▶ STATED EXERCISE: Locate the line that contains "In this exercise you will place a marker on the fence" in the entries below. Retype it and all following lines through the final one, character for character.

▶ ENTRIES PROVIDED:
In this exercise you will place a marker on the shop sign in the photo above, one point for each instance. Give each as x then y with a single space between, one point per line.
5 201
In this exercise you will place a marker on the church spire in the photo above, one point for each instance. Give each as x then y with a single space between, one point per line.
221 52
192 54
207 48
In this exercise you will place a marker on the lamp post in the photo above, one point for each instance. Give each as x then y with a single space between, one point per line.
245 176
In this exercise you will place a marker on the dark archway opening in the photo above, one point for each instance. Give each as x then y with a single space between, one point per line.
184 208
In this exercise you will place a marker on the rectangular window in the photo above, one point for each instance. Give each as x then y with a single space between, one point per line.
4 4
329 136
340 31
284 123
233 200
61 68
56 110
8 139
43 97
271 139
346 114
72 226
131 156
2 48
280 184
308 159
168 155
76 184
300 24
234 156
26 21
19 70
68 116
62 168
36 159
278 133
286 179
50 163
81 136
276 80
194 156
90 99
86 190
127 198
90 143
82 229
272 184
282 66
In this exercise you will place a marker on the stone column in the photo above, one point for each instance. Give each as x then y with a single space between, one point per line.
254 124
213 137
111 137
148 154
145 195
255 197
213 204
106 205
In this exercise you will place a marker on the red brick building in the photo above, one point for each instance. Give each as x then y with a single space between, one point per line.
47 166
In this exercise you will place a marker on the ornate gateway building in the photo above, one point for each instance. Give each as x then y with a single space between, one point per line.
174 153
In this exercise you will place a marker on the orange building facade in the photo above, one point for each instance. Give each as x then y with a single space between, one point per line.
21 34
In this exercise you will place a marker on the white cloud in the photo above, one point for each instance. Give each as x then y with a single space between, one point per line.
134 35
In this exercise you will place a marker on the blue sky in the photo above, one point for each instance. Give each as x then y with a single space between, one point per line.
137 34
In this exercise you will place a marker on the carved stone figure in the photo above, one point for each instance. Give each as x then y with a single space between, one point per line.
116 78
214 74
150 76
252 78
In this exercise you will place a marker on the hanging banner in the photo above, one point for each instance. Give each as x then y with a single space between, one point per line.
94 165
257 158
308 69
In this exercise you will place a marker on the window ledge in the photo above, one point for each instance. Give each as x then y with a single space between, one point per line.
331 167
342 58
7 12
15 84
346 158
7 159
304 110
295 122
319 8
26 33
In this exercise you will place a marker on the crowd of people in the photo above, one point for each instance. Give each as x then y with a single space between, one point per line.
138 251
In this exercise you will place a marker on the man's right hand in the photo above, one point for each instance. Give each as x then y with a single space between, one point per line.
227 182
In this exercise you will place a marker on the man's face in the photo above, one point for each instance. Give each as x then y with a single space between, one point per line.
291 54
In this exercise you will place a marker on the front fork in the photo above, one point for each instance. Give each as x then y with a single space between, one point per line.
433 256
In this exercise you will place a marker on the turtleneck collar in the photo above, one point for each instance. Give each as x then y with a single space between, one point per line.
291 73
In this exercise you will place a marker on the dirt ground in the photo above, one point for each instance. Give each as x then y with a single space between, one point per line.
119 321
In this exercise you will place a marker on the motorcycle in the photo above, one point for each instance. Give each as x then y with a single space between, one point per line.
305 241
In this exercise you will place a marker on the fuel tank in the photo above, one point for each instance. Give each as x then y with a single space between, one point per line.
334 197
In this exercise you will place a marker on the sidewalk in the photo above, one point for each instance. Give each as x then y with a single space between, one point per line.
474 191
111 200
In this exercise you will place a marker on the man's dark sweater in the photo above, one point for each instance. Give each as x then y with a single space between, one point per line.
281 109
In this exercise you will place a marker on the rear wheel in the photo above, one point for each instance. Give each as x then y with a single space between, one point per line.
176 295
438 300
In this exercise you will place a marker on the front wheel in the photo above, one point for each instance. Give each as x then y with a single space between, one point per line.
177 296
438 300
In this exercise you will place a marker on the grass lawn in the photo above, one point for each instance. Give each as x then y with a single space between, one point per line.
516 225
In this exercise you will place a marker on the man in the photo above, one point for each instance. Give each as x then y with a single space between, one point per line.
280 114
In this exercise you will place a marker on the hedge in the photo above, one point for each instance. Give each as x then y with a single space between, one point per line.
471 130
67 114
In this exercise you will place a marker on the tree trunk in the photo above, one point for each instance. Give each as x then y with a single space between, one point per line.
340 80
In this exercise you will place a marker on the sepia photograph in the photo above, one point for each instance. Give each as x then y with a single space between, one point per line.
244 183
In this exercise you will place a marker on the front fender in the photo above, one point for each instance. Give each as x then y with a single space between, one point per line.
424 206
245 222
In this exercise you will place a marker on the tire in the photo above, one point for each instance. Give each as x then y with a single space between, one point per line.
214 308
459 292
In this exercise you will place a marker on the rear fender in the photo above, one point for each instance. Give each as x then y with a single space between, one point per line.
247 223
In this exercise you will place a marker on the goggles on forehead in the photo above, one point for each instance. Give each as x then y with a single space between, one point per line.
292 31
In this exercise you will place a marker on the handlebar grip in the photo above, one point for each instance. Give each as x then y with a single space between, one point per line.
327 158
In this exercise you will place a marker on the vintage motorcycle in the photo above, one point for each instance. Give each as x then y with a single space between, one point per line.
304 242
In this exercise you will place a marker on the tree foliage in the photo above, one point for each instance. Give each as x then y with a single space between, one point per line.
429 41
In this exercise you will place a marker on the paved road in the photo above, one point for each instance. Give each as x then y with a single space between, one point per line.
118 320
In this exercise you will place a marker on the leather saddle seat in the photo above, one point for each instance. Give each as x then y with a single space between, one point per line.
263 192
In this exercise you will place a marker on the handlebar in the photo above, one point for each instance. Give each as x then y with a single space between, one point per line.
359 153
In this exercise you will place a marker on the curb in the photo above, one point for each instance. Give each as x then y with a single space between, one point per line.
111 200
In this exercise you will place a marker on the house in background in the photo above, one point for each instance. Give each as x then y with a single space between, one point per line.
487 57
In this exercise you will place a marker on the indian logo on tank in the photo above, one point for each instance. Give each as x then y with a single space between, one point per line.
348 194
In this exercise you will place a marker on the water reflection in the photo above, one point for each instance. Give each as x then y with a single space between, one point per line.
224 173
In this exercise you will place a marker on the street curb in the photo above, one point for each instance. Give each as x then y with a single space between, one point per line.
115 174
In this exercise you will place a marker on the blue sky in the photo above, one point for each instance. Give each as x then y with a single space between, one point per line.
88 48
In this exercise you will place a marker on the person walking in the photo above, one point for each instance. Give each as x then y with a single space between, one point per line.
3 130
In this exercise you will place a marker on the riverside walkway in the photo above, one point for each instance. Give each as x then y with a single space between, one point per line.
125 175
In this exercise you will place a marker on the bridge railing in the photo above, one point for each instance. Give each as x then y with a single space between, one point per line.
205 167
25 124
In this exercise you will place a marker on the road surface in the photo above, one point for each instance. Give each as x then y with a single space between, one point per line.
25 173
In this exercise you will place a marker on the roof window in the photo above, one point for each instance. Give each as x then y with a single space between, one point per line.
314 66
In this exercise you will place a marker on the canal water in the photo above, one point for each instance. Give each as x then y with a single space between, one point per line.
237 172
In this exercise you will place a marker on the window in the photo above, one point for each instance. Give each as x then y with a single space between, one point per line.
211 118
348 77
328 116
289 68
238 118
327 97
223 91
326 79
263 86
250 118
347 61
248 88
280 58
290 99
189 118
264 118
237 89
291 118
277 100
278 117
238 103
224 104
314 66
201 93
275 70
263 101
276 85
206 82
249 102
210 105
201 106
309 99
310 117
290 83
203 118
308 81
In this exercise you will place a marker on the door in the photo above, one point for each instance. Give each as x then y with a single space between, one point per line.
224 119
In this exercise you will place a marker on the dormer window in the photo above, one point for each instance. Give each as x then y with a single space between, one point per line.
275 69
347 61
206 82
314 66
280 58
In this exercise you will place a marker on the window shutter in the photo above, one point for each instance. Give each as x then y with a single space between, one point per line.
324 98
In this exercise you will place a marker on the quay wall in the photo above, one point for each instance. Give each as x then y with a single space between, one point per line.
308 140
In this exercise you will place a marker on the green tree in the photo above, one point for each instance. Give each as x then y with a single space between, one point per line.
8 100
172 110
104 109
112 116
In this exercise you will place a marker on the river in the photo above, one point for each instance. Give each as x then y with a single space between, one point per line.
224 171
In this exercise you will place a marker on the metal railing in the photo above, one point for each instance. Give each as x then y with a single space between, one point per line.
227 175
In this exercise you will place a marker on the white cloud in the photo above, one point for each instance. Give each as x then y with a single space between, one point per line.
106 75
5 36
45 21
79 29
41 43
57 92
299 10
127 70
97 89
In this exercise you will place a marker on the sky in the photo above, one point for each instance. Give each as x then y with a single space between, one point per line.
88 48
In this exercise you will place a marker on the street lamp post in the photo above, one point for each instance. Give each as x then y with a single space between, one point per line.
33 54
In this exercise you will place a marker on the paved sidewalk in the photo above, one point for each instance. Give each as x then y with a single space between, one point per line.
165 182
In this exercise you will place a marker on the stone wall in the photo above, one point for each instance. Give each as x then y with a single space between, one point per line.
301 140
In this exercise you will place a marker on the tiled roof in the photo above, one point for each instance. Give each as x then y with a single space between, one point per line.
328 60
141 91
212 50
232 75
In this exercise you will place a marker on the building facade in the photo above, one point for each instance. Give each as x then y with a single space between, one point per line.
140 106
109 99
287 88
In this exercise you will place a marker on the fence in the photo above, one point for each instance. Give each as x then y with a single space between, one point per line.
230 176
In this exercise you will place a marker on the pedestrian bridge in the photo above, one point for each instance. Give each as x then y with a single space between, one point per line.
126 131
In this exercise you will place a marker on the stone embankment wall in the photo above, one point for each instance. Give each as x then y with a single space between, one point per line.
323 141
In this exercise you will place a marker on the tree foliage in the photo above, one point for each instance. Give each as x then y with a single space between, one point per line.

▶ COMPLETE RESPONSE:
In this exercise you will place a marker on the fence in the photo above, one point for each instance. Give each as x then y with a single space between, one point per line.
230 176
In this exercise you will place a marker on the pedestrian bridge in the photo above, one point for each instance. Give each as x then y with a single space between, one point per line.
126 131
In this exercise you will place a marker on the stone embankment wall in the photo above, one point for each instance. Give each as x then y with a single space between, one point per line.
323 141
In this exercise you will place a marker on the tree foliage in the photo above, one point for each instance. Give each as x then y with a single space between, one point per line.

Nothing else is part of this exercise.